▶ [Exercise material]
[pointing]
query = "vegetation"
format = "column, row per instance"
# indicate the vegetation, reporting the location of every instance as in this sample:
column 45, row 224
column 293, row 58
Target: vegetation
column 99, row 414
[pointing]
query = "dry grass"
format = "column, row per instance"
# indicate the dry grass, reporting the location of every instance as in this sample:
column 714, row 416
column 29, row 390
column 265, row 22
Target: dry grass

▶ [Task to carry out]
Repeat the whole listing exactly, keeping every line intact.

▶ [The answer]
[pointing]
query = "vegetation"
format = "column, row per instance"
# indicate the vegetation, reporting the location of every instance as in this sample:
column 45, row 224
column 293, row 58
Target: vegetation
column 99, row 414
[pointing]
query = "dry grass"
format = "column, row per instance"
# indicate the dry grass, reporting the location of every instance as in this sample:
column 714, row 416
column 29, row 390
column 265, row 22
Target: dry grass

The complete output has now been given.